▶ Excerpts from segmentation records:
****************************************
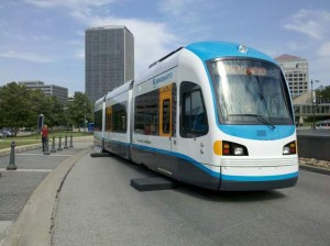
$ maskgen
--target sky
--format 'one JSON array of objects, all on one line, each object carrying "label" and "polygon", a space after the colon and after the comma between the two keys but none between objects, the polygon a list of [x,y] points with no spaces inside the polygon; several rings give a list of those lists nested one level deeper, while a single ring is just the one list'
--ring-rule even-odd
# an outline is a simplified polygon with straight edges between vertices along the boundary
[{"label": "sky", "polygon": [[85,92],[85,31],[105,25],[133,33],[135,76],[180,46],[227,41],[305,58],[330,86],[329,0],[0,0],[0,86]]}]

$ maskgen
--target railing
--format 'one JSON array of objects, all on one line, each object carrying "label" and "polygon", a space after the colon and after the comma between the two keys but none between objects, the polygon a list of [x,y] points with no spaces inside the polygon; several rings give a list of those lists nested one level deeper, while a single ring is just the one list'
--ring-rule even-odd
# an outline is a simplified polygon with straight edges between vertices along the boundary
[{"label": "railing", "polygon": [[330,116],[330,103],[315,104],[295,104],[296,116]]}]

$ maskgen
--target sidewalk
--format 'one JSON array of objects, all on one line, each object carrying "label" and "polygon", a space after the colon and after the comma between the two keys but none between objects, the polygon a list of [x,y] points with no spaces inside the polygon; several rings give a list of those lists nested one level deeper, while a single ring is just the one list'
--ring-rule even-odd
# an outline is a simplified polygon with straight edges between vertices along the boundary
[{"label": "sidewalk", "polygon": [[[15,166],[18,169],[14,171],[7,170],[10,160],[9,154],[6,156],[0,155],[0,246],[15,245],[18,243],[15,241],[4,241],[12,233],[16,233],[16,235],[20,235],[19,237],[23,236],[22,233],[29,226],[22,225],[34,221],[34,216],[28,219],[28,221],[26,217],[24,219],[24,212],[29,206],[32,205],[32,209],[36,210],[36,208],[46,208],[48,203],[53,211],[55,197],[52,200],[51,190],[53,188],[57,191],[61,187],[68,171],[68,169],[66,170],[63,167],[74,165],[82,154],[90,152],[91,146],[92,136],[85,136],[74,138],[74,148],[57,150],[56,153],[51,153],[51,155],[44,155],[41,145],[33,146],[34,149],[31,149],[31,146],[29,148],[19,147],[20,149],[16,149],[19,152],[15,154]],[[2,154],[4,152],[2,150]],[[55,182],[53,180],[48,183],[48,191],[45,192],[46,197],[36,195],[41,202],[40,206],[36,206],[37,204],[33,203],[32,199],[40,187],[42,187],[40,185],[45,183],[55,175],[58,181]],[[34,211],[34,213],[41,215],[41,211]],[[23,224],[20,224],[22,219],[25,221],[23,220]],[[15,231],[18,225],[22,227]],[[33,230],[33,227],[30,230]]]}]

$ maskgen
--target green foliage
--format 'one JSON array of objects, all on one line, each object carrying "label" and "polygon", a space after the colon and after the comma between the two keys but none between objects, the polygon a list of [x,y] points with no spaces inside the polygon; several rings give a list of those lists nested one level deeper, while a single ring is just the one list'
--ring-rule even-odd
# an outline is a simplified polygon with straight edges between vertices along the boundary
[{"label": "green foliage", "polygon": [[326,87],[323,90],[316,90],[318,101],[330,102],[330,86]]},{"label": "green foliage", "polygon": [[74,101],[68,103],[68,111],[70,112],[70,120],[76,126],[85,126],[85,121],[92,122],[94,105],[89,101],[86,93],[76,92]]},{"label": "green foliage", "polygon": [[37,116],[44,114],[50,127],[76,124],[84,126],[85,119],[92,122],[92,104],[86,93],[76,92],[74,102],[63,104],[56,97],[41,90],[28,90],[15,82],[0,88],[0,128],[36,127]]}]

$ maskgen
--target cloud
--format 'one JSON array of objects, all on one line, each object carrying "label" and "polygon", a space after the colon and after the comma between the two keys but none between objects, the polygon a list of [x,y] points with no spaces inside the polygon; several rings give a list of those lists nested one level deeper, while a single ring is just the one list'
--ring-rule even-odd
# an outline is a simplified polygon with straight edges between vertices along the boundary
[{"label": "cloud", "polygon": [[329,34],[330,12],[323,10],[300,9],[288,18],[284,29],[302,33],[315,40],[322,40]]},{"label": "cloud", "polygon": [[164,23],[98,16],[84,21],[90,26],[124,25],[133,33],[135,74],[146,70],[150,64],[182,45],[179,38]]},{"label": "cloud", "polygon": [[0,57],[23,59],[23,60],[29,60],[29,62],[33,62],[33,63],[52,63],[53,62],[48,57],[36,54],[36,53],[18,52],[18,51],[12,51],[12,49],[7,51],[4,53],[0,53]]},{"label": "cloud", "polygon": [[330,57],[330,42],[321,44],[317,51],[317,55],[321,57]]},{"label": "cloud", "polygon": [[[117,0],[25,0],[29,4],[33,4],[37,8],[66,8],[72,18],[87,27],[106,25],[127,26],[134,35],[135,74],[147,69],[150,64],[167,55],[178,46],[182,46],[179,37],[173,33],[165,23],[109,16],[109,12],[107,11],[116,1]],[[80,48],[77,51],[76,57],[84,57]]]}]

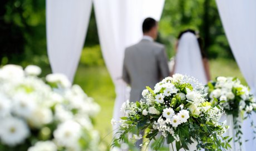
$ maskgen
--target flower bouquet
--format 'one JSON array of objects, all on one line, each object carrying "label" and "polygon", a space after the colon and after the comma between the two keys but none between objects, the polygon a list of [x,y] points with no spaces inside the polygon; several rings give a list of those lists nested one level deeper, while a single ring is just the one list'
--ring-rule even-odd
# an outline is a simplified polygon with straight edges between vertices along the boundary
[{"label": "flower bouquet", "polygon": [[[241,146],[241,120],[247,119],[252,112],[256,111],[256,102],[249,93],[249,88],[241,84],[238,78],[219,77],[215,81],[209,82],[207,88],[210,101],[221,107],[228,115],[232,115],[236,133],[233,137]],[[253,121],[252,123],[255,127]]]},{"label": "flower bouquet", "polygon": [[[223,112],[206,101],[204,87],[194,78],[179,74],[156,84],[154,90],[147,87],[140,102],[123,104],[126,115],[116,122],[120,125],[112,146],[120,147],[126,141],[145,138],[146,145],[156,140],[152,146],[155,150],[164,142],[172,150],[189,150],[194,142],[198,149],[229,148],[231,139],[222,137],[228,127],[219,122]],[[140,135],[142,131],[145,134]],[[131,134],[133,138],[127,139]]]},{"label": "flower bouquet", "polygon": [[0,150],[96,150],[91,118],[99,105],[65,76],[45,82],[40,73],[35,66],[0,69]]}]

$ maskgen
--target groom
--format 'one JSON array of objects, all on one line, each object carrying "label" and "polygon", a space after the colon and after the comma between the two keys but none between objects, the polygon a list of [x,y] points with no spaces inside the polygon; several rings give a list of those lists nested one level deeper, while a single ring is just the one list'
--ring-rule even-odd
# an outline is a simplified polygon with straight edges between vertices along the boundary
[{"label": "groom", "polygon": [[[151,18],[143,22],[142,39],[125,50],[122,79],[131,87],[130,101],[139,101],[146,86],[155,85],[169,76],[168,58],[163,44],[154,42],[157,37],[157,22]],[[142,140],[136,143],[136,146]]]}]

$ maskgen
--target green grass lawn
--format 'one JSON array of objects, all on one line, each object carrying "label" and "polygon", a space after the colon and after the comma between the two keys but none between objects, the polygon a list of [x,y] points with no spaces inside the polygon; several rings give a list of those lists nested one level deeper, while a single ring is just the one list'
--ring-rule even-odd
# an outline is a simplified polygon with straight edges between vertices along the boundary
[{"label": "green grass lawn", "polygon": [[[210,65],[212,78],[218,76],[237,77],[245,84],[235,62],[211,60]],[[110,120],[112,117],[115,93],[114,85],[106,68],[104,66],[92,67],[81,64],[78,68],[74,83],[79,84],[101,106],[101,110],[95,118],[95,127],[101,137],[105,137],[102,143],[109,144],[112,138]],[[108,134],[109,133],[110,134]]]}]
****************************************
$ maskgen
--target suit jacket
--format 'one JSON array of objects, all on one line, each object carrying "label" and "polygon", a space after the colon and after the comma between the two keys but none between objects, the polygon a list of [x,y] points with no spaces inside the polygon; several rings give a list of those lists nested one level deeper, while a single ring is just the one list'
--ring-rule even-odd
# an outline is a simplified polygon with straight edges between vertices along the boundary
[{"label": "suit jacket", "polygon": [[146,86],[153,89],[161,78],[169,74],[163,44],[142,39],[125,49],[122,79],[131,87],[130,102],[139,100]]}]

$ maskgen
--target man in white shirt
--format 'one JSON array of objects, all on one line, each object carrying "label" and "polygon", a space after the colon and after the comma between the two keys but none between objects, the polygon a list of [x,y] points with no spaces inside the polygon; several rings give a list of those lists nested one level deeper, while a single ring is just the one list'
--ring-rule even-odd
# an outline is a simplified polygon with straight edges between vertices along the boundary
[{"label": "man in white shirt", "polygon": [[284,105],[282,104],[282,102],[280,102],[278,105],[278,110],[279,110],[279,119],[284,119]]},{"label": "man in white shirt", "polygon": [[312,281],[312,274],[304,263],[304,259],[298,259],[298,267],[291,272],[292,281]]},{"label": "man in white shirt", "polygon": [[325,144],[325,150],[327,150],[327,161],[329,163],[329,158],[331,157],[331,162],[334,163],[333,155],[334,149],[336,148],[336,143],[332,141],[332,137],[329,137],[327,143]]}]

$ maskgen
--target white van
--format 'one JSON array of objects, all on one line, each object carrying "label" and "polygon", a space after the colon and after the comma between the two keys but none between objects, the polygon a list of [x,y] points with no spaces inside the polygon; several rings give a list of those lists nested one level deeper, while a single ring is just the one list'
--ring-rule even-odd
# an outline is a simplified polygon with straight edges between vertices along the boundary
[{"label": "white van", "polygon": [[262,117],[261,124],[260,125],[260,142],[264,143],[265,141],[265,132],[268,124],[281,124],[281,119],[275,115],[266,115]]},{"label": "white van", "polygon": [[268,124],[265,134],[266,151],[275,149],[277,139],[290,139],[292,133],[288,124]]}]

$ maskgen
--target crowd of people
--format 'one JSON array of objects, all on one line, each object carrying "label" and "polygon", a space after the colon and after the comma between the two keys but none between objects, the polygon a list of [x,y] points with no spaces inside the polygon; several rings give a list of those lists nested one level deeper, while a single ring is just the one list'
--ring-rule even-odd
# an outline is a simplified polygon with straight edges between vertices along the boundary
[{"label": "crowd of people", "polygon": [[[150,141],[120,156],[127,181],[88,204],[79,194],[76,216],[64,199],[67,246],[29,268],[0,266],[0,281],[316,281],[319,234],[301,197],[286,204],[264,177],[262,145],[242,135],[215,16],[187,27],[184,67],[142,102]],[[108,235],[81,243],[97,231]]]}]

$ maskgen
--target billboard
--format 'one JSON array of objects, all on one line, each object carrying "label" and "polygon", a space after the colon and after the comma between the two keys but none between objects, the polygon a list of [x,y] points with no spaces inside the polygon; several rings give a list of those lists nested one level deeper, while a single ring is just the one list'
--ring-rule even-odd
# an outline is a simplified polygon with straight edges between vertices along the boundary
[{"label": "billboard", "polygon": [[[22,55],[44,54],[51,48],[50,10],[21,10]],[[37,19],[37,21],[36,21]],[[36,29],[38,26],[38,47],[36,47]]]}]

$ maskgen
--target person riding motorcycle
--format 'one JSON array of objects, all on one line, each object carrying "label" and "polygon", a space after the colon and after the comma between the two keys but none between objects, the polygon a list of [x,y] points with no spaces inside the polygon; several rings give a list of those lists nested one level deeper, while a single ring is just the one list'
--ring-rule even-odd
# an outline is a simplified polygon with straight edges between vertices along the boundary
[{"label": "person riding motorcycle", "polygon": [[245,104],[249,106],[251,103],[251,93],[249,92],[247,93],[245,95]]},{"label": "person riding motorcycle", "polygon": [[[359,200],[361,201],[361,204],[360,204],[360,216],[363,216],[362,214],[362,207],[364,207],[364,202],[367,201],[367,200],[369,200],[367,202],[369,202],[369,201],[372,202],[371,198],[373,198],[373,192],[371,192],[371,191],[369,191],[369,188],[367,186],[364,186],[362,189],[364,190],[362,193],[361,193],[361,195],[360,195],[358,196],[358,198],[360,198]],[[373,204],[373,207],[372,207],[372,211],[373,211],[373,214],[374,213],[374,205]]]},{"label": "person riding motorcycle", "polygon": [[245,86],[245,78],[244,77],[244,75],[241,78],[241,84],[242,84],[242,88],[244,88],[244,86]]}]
****************************************
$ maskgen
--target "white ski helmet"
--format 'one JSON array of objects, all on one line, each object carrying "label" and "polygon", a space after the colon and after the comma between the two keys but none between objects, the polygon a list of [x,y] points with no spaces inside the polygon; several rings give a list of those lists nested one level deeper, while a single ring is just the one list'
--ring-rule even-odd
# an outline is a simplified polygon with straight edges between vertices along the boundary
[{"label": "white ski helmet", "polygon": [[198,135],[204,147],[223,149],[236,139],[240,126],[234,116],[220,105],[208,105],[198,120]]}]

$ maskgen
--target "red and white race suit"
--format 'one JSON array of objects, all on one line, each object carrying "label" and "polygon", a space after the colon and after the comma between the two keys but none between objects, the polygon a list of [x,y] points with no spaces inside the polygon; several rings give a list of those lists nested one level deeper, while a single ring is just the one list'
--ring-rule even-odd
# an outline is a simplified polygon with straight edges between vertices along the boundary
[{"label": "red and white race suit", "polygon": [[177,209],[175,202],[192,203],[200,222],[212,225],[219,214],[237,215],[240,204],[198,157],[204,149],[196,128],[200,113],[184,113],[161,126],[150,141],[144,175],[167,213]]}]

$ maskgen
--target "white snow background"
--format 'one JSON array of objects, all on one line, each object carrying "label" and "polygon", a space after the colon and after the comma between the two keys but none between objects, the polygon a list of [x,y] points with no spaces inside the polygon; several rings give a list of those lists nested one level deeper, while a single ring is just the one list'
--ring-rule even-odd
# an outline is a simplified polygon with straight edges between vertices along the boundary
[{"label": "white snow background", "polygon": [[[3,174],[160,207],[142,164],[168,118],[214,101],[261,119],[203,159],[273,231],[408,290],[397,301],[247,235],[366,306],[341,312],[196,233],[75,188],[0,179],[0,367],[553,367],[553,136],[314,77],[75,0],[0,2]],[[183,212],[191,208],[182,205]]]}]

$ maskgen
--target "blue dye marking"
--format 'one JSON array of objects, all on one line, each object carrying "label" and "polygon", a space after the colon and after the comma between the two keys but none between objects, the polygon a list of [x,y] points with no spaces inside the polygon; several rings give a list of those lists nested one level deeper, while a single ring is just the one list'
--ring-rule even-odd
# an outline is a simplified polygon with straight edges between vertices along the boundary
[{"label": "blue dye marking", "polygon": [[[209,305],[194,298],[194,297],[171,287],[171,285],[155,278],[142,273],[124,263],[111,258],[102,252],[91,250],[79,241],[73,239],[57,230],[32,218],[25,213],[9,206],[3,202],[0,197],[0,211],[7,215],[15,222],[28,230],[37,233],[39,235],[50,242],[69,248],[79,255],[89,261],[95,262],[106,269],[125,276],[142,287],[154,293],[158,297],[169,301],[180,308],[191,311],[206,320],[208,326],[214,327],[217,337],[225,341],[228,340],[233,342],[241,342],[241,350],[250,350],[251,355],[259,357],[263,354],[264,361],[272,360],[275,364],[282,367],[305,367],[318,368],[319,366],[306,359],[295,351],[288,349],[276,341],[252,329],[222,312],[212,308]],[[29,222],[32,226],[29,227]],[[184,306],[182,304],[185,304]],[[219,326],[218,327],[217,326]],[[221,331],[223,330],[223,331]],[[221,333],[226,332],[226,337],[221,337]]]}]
****************************************
Please count the lines in the records above that contain the word "suit", treating case as significant, and give only the number.

4